• _Stated task_
Present the following entries again, word for word and in full.

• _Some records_
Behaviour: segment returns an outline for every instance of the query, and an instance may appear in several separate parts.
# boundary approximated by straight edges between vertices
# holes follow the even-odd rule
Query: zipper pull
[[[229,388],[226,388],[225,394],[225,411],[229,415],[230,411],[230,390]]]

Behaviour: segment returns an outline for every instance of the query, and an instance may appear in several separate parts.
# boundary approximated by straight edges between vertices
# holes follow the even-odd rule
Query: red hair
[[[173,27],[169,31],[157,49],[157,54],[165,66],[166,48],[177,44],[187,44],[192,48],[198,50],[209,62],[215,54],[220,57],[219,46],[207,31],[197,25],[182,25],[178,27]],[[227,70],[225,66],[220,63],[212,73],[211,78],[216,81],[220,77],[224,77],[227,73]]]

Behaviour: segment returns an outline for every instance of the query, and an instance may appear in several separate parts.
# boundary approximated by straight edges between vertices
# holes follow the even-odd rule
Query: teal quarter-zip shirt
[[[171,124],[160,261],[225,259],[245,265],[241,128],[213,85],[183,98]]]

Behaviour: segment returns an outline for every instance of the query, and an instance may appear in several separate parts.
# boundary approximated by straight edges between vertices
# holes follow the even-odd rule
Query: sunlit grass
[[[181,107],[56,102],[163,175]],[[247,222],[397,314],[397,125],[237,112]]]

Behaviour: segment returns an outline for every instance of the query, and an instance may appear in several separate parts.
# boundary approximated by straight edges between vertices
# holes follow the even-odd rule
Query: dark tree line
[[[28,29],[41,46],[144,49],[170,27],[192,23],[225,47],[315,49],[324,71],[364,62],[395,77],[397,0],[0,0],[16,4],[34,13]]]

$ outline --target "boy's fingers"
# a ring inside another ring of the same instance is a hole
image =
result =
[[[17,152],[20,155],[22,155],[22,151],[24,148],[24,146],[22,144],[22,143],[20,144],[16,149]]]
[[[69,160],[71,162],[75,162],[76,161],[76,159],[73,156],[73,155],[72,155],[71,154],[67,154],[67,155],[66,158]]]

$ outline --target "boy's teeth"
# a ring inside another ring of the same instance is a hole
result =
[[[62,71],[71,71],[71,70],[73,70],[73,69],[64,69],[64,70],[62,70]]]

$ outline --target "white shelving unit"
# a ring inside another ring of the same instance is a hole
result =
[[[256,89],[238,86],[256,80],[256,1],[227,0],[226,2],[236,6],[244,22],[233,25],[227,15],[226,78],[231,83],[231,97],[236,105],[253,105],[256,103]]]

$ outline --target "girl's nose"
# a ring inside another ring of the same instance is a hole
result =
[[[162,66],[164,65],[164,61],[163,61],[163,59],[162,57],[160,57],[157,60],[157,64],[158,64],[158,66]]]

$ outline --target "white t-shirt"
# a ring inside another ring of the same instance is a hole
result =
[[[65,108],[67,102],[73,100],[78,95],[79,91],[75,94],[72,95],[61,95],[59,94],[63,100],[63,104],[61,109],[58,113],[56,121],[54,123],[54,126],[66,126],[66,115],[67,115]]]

• _Exercise output_
Behaviour: segment returns an outline for every instance of the query, and an instance may appear in several separate parts.
# boundary approximated by straight edges between vertices
# holes follow the even-odd rule
Query: zipper pull
[[[229,388],[226,388],[225,394],[225,411],[229,415],[230,411],[230,390]]]

Behaviour: segment returns an outline for every instance of the query, and an instance may appear in several separate parts.
# boundary approximated by straight edges between vertices
# holes follow the even-odd rule
Query: red hair
[[[173,27],[169,31],[157,49],[157,54],[165,66],[166,48],[177,44],[187,44],[192,48],[198,50],[209,62],[215,54],[220,57],[219,46],[207,31],[197,25],[182,25],[178,27]],[[227,70],[225,66],[220,63],[212,73],[211,78],[216,81],[220,77],[224,77],[227,73]]]

Behaviour: segment returns an outline for every instance of the query, and an instance may appear in several separate parts.
# boundary approximated by straight edges between vertices
# holes follow the even-odd rule
Query: teal quarter-zip shirt
[[[171,124],[160,261],[225,259],[245,265],[241,128],[213,85],[183,98]]]

Behaviour: segment returns an outline for every instance of the query, and an instance may appear in several separate parts.
# boundary approximated by straight edges between vertices
# holes follow the even-odd rule
Query: sunlit grass
[[[181,107],[56,102],[163,175]],[[247,222],[397,314],[397,125],[237,112]]]

Behaviour: segment returns an outline for every instance of the query, and an instance may appear in several separate parts.
# boundary approximated by straight edges between vertices
# holes follow the even-odd rule
Query: dark tree line
[[[28,29],[41,46],[144,49],[170,27],[192,23],[225,47],[315,49],[324,71],[364,62],[395,77],[397,0],[0,0],[16,4],[34,13]]]

$ outline --target "boy's fingers"
# a ring inside another ring of the same instance is a hole
image =
result =
[[[17,152],[20,155],[22,155],[22,151],[24,148],[24,146],[22,144],[22,143],[20,144],[16,149]]]
[[[69,160],[71,162],[75,162],[76,161],[76,159],[73,156],[73,155],[72,155],[71,154],[67,154],[67,155],[66,158]]]

$ outline --target "boy's teeth"
# a ring inside another ring of the same instance is a hole
result =
[[[62,71],[71,71],[71,70],[73,70],[73,69],[64,69],[64,70],[62,70]]]

$ outline --target "white shelving unit"
# a ring inside another ring of the same instance is a hole
result =
[[[256,89],[238,86],[256,80],[256,1],[227,0],[226,2],[236,6],[244,22],[233,25],[227,15],[226,78],[231,83],[231,97],[236,105],[253,105],[256,103]]]

$ outline --target "girl's nose"
# a ring inside another ring of the same instance is a hole
result =
[[[162,66],[164,65],[164,61],[163,61],[163,59],[162,57],[160,57],[157,60],[157,64],[158,64],[158,66]]]

$ outline --target "white t-shirt"
# a ring inside another ring of the same instance is a hole
result =
[[[65,108],[67,102],[73,100],[78,95],[79,91],[75,94],[72,95],[61,95],[59,94],[63,100],[63,104],[61,109],[58,113],[56,121],[54,123],[54,126],[66,126],[66,115],[67,115]]]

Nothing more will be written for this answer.